### REQUIREMENT 1
According to the breastfeeding report, what percentage of babies were exclusively breastfeeding at 3 months?
### REQUIREMENT 2
Using the breastfeeding report, explain in one to three sentences why breastfeeding benefits both babies and mothers.

### TEXT PROVIDED
Good news, bad news in U.S. breastfeeding report
Of the nearly 4 million babies born in 2015, about 83 percent started out breastfeeding, but fewer than 36 percent were still breastfeeding at 12 months, according to the U.S. Centers for Disease Control and Prevention.
Nearly 6 in 10 babies (57.6 percent) were breastfeeding at 6 months, but only 1 in 4 were exclusively breastfeeding, according to the report. At 3 months, 46.7 percent were exclusively breastfeeding.
The American Academy of Pediatrics recommends breastfeeding exclusively for about the first six months of life.
The report said 49 percent of employers provide worksite support programs for breastfeeding mothers, and that more than a quarter of babies are born in facilities that provide recommended care for breastfeeding mothers and their infants.
Breastfeeding benefits babies and mothers alike. Breastfed infants have a lower risk of asthma, obesity, type 2 diabetes, ear and respiratory infections, as well as sudden infant death syndrome (SIDS). Breastfeeding also can help reduce a mother's risk of high blood pressure, type 2 diabetes and ovarian and breast cancer.
"We are pleased that most U.S. babies start out breastfeeding and over half are still breastfeeding at 6 months of age," said Dr. Ruth Petersen, director of CDC's Division of Nutrition, Physical Activity and Obesity.

### SOURCE MATERIAL
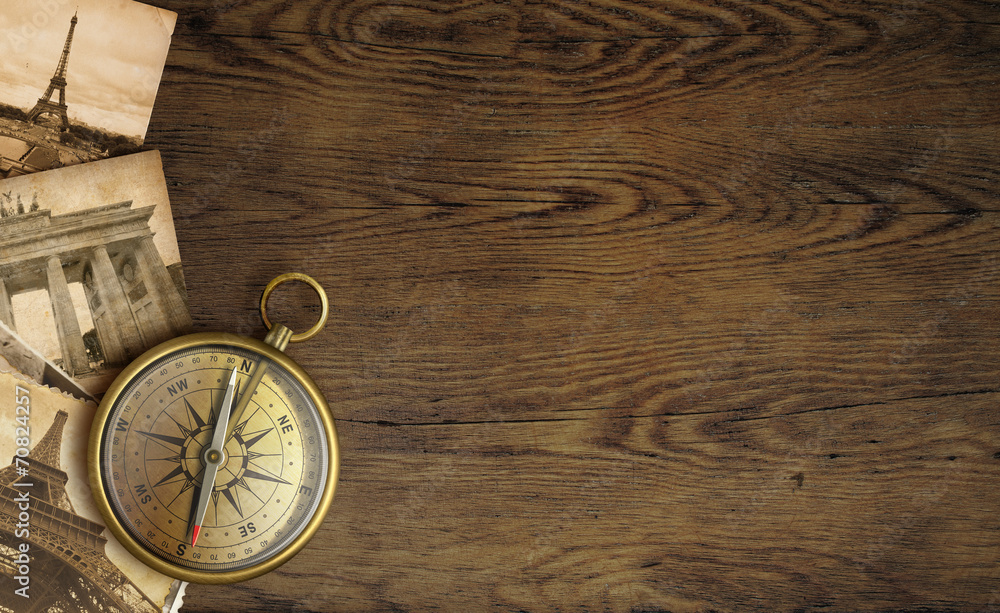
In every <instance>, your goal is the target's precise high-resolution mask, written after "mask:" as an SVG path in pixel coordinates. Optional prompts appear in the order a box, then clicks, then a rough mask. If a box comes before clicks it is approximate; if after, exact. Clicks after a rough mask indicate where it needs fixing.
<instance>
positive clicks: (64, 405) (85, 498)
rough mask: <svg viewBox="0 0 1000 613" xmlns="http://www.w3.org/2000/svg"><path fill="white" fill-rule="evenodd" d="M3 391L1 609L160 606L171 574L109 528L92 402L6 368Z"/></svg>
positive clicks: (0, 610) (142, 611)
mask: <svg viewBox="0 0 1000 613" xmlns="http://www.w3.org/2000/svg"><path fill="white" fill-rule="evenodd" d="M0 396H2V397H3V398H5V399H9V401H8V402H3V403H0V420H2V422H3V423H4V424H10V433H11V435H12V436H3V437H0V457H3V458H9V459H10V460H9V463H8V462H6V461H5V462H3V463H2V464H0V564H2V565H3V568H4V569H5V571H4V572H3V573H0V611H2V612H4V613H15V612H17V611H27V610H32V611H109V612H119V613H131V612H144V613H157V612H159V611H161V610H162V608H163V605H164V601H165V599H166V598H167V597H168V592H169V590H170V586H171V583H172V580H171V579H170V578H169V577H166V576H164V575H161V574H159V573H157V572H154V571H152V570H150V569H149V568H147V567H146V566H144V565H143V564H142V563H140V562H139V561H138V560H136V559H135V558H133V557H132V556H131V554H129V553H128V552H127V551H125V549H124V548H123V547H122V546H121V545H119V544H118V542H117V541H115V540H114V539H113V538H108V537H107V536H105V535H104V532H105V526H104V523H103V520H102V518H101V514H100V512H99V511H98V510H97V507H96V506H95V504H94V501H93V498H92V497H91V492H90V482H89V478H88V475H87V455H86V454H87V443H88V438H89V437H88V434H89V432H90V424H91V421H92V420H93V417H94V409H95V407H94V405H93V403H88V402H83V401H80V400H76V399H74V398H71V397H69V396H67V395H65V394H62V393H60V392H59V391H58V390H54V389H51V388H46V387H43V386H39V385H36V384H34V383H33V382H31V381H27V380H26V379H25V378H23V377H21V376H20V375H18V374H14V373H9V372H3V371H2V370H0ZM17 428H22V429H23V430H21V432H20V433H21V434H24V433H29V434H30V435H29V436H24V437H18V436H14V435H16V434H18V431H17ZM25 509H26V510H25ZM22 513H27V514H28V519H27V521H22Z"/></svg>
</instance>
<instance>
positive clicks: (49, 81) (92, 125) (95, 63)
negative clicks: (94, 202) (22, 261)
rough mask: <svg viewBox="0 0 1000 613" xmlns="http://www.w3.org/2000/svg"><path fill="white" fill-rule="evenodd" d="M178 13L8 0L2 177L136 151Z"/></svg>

### WRITTEN ANSWER 1
46.7 percent.

### WRITTEN ANSWER 2
Breastfed infants have a lower risk of asthma, obesity, type 2 diabetes, ear and respiratory infections, and sudden infant death syndrome (SIDS). For mothers, breastfeeding can help reduce the risk of high blood pressure, type 2 diabetes, and ovarian and breast cancer.